Records from a collection

--- begin ---

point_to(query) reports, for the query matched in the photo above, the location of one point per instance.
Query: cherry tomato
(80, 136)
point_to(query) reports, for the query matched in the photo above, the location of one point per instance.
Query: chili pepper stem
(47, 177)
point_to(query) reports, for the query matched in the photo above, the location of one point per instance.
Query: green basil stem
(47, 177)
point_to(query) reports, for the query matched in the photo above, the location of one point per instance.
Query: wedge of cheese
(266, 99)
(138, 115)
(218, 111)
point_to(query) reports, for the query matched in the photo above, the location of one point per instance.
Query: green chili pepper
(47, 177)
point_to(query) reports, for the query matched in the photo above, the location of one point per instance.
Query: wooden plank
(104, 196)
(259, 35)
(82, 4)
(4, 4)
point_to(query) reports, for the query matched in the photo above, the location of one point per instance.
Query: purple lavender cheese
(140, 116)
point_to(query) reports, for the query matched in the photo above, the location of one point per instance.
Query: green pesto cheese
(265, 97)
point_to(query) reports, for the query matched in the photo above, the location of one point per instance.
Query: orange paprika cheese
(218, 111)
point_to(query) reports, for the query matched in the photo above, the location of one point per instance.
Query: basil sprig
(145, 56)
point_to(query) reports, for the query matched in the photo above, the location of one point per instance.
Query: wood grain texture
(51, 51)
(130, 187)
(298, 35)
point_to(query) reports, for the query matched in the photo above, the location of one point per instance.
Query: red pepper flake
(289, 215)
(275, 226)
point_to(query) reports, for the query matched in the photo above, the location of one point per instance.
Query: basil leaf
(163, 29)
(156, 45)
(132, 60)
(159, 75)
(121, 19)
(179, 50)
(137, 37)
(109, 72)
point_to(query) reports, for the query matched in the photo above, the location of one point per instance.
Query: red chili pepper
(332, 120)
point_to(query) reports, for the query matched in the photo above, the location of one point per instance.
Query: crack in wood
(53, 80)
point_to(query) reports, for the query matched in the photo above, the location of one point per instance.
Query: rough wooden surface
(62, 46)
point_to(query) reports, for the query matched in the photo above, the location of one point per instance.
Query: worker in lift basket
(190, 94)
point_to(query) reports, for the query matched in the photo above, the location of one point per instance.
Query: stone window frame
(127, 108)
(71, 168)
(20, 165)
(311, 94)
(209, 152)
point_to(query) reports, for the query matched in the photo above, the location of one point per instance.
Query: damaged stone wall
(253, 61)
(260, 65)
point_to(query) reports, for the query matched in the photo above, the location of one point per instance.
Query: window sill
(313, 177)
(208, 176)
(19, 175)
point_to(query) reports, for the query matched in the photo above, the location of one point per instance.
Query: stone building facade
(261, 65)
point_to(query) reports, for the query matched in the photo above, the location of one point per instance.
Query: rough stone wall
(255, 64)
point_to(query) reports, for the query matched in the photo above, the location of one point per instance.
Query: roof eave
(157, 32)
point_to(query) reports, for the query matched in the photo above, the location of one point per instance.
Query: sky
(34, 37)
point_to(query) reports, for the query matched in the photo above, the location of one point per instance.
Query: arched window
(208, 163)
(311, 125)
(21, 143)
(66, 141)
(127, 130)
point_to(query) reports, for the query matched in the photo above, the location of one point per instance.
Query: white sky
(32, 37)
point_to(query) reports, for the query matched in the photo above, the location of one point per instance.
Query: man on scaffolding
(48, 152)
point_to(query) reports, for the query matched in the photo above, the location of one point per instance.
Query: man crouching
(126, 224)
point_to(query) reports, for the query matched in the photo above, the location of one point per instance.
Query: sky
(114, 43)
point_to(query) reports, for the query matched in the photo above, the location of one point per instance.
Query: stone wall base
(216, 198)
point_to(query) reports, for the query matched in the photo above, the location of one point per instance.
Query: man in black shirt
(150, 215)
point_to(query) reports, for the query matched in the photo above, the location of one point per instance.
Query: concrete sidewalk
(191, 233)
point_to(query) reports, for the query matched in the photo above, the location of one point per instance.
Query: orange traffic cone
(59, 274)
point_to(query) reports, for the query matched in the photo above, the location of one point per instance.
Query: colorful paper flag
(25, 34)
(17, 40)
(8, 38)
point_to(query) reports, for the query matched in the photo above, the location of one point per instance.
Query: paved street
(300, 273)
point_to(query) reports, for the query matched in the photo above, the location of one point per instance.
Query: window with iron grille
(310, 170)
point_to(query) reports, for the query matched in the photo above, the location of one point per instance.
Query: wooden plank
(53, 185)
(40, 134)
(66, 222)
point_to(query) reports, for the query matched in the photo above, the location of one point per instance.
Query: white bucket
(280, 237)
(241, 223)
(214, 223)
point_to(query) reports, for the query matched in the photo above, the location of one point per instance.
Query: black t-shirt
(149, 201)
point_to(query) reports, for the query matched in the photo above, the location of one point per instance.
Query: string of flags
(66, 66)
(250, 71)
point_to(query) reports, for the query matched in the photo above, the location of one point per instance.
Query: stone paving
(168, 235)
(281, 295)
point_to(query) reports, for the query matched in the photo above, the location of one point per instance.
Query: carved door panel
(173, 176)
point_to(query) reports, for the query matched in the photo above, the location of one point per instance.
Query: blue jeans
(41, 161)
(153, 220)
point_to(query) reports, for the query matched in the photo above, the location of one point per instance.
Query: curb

--- end ---

» **Task goal**
Collect every line in the records above that contains the string "stem", treating uppercase and lowercase as distinct.

» **Correct output**
Query: chili pepper stem
Query: green basil stem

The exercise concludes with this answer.